To do:
Write out exactly the lines below that run from the one containing "Target: grape stem" through the one containing "pixel 345 130", both included, with no other lines.

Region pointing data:

>>>

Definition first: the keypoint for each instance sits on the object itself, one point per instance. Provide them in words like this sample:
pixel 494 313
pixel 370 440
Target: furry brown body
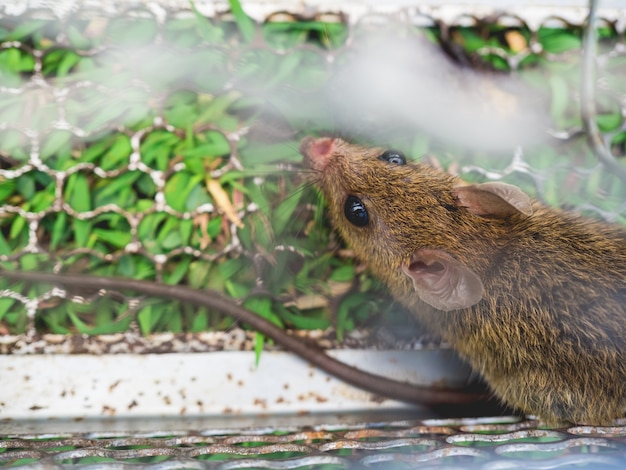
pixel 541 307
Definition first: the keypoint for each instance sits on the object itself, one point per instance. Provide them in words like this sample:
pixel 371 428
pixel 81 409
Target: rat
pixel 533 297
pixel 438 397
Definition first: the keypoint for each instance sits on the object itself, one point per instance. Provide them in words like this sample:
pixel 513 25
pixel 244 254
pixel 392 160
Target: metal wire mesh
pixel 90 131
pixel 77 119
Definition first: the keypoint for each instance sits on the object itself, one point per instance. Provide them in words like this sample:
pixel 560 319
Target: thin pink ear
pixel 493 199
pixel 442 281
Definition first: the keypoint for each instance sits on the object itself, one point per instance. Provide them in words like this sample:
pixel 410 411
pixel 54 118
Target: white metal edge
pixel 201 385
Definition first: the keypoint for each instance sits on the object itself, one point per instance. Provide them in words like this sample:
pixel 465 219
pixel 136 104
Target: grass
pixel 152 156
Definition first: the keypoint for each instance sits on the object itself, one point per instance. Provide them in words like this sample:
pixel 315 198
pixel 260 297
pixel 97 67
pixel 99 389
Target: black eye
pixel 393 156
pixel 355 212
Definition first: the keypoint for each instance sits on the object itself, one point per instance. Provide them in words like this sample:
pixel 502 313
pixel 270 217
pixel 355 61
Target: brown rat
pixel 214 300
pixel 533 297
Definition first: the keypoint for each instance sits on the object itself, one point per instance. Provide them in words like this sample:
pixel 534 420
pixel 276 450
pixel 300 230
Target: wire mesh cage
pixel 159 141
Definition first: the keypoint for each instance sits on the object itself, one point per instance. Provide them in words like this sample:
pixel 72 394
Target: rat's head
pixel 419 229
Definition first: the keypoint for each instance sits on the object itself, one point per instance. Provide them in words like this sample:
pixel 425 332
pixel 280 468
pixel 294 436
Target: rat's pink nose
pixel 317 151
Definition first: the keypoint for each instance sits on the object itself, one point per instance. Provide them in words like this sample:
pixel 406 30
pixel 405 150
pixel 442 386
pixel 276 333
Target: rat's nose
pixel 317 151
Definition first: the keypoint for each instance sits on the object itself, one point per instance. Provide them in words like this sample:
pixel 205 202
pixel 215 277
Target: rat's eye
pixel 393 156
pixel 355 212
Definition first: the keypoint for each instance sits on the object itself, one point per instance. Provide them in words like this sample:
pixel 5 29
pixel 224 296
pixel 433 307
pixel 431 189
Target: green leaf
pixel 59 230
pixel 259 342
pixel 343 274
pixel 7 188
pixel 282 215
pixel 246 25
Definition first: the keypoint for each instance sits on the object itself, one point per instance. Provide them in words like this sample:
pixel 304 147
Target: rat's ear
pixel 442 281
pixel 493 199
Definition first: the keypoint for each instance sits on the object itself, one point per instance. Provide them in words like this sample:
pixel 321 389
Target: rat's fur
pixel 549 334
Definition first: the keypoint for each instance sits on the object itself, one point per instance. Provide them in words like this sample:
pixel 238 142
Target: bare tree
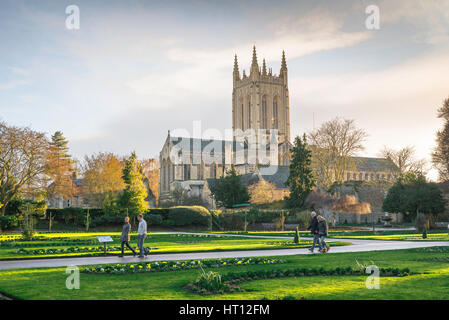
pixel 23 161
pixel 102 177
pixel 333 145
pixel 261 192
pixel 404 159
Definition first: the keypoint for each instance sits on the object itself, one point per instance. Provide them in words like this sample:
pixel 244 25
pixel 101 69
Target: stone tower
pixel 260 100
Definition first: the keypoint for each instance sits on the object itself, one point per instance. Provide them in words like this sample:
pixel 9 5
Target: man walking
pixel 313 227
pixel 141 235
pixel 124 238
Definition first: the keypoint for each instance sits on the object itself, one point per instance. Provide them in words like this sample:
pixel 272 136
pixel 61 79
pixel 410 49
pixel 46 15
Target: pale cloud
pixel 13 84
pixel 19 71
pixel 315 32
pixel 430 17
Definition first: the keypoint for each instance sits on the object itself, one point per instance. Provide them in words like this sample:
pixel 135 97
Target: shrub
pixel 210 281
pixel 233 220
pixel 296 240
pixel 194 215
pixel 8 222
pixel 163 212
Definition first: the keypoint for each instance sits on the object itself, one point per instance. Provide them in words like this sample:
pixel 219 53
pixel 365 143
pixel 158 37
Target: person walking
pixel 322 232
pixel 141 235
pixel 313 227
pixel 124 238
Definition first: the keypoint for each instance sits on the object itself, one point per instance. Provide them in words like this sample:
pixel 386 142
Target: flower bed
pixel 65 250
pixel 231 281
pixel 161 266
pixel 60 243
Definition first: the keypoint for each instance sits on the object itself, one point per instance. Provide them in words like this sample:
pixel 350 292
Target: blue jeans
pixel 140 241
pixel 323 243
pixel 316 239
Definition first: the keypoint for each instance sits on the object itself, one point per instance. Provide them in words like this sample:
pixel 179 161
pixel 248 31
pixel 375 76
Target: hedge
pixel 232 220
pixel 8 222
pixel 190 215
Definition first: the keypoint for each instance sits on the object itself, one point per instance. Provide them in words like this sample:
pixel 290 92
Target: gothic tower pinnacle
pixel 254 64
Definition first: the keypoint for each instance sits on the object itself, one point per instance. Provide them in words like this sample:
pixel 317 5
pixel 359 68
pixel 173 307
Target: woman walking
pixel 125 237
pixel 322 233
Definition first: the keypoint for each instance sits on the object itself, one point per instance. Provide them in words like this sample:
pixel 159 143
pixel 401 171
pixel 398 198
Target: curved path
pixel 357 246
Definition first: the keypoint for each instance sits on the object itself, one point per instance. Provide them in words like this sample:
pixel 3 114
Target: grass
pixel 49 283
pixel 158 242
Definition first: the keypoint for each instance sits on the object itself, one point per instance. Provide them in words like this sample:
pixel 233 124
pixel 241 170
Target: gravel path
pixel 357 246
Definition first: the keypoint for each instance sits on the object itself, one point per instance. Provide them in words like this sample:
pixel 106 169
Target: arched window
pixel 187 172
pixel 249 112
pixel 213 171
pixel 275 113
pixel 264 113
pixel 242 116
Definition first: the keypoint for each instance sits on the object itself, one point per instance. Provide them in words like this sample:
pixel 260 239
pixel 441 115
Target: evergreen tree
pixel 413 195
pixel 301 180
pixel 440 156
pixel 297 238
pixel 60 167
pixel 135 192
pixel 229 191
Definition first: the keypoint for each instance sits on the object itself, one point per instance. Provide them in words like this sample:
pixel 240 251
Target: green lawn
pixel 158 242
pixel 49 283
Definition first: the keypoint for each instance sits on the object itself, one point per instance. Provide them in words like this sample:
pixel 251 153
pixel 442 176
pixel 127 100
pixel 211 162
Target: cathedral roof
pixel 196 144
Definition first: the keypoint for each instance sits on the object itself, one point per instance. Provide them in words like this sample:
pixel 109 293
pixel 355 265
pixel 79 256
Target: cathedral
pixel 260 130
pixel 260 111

<<<
>>>

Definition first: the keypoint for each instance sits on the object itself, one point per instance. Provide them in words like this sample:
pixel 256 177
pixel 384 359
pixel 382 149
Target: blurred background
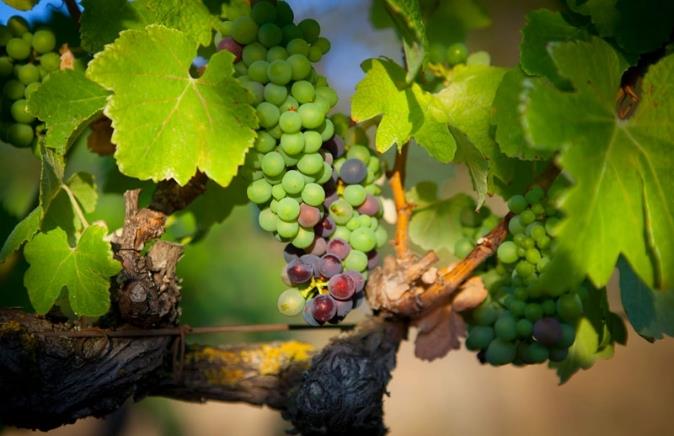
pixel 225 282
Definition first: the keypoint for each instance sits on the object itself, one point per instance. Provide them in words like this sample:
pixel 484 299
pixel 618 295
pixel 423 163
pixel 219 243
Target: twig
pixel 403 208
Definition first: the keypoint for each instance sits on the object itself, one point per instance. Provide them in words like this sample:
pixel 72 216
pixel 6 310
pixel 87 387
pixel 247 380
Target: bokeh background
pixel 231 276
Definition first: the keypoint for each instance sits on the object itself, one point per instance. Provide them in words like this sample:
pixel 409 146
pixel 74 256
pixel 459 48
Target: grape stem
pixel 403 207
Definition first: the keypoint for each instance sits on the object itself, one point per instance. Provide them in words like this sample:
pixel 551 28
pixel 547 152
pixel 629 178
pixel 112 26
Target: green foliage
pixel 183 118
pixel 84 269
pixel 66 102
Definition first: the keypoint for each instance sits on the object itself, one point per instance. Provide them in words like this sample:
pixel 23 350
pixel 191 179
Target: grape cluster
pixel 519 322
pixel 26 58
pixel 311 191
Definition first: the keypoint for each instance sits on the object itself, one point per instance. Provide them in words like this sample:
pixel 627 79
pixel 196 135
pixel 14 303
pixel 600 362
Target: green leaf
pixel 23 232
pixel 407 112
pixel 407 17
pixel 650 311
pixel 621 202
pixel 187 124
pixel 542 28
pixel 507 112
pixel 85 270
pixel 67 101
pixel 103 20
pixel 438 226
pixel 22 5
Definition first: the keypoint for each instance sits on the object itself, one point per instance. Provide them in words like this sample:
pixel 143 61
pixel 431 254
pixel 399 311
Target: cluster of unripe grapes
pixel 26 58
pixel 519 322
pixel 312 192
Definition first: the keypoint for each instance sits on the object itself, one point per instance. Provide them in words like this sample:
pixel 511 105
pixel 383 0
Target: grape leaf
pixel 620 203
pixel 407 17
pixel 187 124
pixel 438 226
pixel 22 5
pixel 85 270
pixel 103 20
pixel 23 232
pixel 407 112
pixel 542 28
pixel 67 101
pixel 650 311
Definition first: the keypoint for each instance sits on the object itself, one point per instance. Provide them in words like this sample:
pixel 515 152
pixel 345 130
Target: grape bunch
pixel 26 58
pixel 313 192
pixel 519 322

<<<
>>>

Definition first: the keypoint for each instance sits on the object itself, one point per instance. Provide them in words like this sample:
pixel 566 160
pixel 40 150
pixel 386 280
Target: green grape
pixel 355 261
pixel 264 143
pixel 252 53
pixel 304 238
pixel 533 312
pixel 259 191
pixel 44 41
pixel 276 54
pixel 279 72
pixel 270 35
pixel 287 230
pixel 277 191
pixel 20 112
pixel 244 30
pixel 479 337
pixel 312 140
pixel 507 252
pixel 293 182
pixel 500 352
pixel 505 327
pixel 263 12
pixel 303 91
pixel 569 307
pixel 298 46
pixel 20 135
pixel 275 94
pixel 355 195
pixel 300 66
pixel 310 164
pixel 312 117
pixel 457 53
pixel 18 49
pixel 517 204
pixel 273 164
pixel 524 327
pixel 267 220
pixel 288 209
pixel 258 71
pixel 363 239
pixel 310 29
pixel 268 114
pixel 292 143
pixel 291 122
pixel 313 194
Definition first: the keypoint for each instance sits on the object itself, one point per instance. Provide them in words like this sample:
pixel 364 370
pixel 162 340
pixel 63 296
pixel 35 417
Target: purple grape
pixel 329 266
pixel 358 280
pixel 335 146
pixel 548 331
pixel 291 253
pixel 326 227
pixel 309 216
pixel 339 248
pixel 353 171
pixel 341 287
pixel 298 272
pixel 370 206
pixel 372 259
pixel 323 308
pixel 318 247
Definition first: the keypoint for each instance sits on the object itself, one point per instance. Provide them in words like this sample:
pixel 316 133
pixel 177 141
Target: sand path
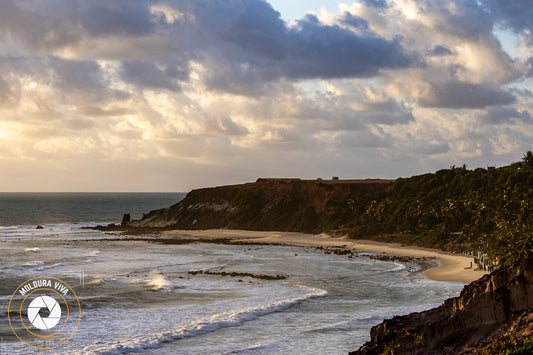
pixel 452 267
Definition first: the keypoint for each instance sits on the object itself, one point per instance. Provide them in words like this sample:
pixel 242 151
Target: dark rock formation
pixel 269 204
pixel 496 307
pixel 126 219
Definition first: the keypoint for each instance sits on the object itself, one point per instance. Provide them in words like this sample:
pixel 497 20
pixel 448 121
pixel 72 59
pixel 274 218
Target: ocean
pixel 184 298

<<<

Exercise answer:
Target: grape stem
pixel 403 207
Definition first: the keypoint for each instance sits on the object itself, one point per instance. Provide them in words like this sample:
pixel 551 28
pixel 547 152
pixel 629 178
pixel 112 26
Target: green foliage
pixel 183 118
pixel 84 269
pixel 66 102
Definition first: the keypoint for each instance sits on the object itself, one point per instance. Provide them in words like this sample:
pixel 23 350
pixel 191 179
Target: grape cluster
pixel 519 322
pixel 26 58
pixel 311 191
Definition first: the keypoint for each instance sits on the object itself, one point per instance. Provide them in words like this sample:
pixel 627 79
pixel 196 135
pixel 14 303
pixel 600 362
Target: green leaf
pixel 23 232
pixel 407 112
pixel 407 17
pixel 650 311
pixel 621 202
pixel 187 124
pixel 542 28
pixel 507 112
pixel 85 270
pixel 67 101
pixel 103 20
pixel 438 226
pixel 22 5
Definition first: the keypoint for each instance sits on the object itself, one point per instance. Provide them in words like this sample:
pixel 143 61
pixel 431 254
pixel 399 311
Target: cluster of unripe grapes
pixel 26 58
pixel 519 322
pixel 312 192
Definition first: the keypoint for each instance sits on the object itself, one point per instance. Provide them in words like this sample:
pixel 511 105
pixel 383 0
Target: grape leaf
pixel 620 203
pixel 407 17
pixel 187 124
pixel 438 226
pixel 22 5
pixel 85 270
pixel 103 20
pixel 23 232
pixel 407 112
pixel 542 28
pixel 67 101
pixel 650 311
Definition first: the keypoint for each instance sits on the object itself, one point per instance. Provide them in words like this sample:
pixel 515 152
pixel 345 130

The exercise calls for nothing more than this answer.